Soal Latihan
Tuliskan kembali secara persis bagian teks tentang penelitian vaksin corona yang dibuka dengan kata-kata "Perusahaan bioteknologi yang" dan ditutup dengan "ucapnya kepada CNN.".

━━ Teks Kutipan

Penelitian Vaksin Virus Corona Makin Menjanjikan
Rabu, 20 Mei 2020 - 06:35 WIB
WASHINGTON - Kompetisi perusahaan pembuat vaksin corona makin ketat. Setidaknya sudah ada dua lembaga yang mengklaim penelitiannya makin menjanjikan. Satu di antaranya vaksin virus corona (Covid-19) yang dikembangkan perusahaan farmasi Moderna menunjukkan hasil awal yang positif.
Perusahaan bioteknologi yang bekerja sama dengan Institute Nasional Kesehatan AS itu menyatakan para sukarelawan yang menjadi percobaan vaksin Moderna itu menunjukkan hasil yang menjanjikan. Kepala Medis Moderna Tal Zaks mengungkapkan penelitian mendatang bisa berjalan dengan baik. Vaksin bernama mRNA-1273 itu bisa tersedia untuk publik pada awal Januari mendatang. “Ini tentunya kabar baik dan kabar ini ditunggu oleh banyak orang untuk sementara waktu,” ucapnya kepada CNN.
Data awal dari fase pertama uji klinis, tahapan pengujian vaksin ke sejumlah orang, menunjukkan vaksin itu aman dan mampu meningkatkan imunitas untuk melawan virus corona. Namun, hasil penelitian itu tidak dikaji atau dipublikasikan di jurnal kesehatan.
Moderna, perusahaan berbasis di Cambridge, Massachusetts, merupakan satu dari delapan pengembangan vaksin di dunia yang melakukan uji klinis kepada manusia. Dua perusahaan lainnya yang berasal dari AS adalah Pfizer dan Inovio. Universitas Oxford juga mengembangkan vaksin korona. Empat vaksin lainnya dikembangkan di China. (Baca: Bantu Perangi Covid-19, Jepang Sumbang 12 Ribu Tablet Avigan ke Indonesia)
Moderna melakukan uji vaksin kepada puluhan partisipan dan mengukur tingkat antibodi kepada delapan di antara para partisipan. Delapan orang tersebut mengembangkan antibodi netral terhadap virus pada level yang sembuh dari Covid-19. Antibodi yang menetralisasi bisa mengikat virus dan melumpuhkannya sehingga tidak menyerang sel manusia.
“Kita menunjukkan bahwa antibodi mampu merespons imunitas dan bisa memblokade virus,” kata Zaks. “Saya pikir ini menjadi langkah pertama kita dalam perjalanan memiliki vaksin,” ucapnya.
Pakar vaksin yang tidak terlibat dalam penelitian bersama Moderna mengatakan hasil uji klinis itu sangat hebat. “Itu menunjukkan bukan hanya antibodi mampu mengikat virus, tetapi mencegah virus menginfeksi sel,” kata Paul Offit, anggota dewan panel dengan Institute Nasional Kesehatan AS, yang tidak mengikuti penelitian tersebut.
Sedangkan vaksin menjanjikan hasil menakjubkan di laboratorium, tetapi belum diketahui jika vaksin itu bisa melindungi orang di lapangan atau dunia nyata. Food and Drug Administration AS (FDA) memperbolehkan Moderna untuk menjalankan uji tahap kedua dengan melibatkan ratusan orang. Moderna juga berencana melaksanakan uji klinis berskala besar atau fase ketiga pada Juli mendatang yang melibatkan puluhan ribu orang.

━━━━
━━ Kutipan Data

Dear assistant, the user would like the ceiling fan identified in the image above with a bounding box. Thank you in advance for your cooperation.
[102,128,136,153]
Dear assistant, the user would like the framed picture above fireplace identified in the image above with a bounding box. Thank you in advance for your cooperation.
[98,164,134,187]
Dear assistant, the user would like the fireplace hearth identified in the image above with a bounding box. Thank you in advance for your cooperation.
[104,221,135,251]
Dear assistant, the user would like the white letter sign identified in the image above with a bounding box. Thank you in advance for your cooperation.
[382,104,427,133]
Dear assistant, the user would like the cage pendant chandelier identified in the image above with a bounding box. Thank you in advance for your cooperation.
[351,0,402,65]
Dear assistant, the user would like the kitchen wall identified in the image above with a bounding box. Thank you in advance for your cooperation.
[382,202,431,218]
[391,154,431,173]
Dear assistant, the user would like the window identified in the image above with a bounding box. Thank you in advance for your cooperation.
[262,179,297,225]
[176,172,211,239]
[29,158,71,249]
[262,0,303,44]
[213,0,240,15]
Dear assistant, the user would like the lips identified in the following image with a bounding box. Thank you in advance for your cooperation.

━━━━

Jawaban Soal
Perusahaan bioteknologi yang bekerja sama dengan Institute Nasional Kesehatan AS itu menyatakan para sukarelawan yang menjadi percobaan vaksin Moderna itu menunjukkan hasil yang menjanjikan. Kepala Medis Moderna Tal Zaks mengungkapkan penelitian mendatang bisa berjalan dengan baik. Vaksin bernama mRNA-1273 itu bisa tersedia untuk publik pada awal Januari mendatang. “Ini tentunya kabar baik dan kabar ini ditunggu oleh banyak orang untuk sementara waktu,” ucapnya kepada CNN.